Task to complete :: Reproduce every line of the data, starting at its first line and continuing through the line containing "POLYGON ((877 430, 845", both ends included. Shift the answer polygons by adding 33 to each of their coordinates, and leave all other lines unchanged.

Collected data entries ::
begin

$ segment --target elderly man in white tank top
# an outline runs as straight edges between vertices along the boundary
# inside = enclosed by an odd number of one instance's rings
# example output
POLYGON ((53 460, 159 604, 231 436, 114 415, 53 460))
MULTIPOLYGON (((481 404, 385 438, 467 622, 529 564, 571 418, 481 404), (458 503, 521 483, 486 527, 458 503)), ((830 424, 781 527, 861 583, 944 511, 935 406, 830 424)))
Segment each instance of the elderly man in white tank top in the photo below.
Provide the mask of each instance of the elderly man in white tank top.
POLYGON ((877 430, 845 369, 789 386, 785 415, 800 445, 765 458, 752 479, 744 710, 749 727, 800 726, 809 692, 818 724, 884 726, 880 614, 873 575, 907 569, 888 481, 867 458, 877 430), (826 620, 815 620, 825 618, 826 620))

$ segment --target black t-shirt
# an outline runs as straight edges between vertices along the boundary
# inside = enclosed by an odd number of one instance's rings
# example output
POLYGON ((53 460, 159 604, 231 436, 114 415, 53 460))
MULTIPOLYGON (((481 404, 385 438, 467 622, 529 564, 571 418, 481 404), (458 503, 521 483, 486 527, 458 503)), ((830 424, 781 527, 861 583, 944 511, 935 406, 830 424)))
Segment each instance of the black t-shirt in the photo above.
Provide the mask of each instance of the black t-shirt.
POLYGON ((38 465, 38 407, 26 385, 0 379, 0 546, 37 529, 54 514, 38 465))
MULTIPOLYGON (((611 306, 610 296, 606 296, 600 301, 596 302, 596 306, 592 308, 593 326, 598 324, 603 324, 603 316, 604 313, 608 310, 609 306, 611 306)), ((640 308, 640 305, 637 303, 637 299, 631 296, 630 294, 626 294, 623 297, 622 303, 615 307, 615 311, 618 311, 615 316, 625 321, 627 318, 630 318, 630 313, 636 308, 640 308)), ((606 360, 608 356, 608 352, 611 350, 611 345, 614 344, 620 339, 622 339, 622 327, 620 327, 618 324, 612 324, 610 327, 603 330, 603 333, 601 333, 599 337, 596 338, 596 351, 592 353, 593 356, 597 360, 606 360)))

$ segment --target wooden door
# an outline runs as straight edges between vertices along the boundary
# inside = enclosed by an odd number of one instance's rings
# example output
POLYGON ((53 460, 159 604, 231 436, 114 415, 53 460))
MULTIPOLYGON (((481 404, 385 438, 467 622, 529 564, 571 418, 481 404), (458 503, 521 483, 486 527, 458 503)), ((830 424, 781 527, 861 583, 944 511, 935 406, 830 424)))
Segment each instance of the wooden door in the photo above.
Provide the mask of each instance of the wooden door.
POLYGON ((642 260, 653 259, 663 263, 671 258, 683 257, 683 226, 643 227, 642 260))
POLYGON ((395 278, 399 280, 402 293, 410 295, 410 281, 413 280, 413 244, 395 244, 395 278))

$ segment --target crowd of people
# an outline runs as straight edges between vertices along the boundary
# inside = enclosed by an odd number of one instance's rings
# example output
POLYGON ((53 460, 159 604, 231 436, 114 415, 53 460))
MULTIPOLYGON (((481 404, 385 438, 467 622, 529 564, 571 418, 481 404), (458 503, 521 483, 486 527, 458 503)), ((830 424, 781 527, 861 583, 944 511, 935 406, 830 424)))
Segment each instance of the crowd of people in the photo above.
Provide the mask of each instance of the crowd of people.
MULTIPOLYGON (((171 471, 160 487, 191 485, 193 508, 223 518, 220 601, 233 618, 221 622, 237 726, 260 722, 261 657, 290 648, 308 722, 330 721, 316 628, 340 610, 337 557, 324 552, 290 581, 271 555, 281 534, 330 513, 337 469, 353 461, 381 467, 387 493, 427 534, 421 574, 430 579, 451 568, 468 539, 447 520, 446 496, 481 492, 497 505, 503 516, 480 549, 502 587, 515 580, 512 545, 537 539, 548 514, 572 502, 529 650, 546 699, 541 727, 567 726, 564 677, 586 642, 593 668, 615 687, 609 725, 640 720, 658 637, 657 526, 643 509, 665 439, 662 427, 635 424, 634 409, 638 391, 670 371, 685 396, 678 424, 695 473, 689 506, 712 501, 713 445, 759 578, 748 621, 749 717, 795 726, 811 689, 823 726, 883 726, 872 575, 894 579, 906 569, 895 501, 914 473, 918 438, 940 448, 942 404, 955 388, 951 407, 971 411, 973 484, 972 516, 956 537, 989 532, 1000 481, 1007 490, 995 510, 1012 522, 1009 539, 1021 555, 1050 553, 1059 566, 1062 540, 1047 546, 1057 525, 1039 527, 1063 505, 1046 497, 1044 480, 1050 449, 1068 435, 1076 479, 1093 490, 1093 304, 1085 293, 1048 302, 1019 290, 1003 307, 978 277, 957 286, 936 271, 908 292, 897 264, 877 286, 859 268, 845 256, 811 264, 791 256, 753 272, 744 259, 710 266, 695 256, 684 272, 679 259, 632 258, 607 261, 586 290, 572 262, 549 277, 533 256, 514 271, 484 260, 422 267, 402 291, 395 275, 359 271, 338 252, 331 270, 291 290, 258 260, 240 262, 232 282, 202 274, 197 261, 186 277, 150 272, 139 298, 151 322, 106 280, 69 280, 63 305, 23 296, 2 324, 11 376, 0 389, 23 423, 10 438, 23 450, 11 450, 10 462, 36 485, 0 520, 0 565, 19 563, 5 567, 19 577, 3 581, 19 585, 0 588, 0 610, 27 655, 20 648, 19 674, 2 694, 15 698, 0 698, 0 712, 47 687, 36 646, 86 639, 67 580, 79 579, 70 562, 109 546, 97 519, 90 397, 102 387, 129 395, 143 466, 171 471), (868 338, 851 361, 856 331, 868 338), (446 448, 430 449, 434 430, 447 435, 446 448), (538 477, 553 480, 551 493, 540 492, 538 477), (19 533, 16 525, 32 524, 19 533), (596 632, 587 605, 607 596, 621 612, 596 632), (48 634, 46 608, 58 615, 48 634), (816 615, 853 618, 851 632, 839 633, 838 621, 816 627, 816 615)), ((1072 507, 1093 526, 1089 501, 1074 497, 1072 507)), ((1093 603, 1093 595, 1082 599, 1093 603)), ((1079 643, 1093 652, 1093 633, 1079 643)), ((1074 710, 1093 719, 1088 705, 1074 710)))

end

Exercise output ::
$ segment --target elderly man in white tank top
# an outline runs as straight edges between vertices along the boundary
# inside = enclosed by an odd number of one instance's rings
# example output
POLYGON ((53 460, 159 604, 231 436, 114 415, 53 460))
MULTIPOLYGON (((481 404, 385 438, 467 622, 529 564, 571 418, 481 404), (458 503, 521 483, 486 527, 458 503)), ((830 424, 781 527, 861 583, 944 511, 935 406, 830 424)))
Segment each instance of the elderly man in white tank top in the photo below.
Provide the mask of each instance of the elderly man in white tank top.
POLYGON ((910 463, 878 402, 822 419, 818 448, 833 478, 798 491, 785 512, 777 743, 782 760, 833 759, 842 725, 851 757, 917 759, 913 647, 906 608, 940 602, 921 514, 900 491, 910 463), (859 653, 848 653, 858 651, 859 653))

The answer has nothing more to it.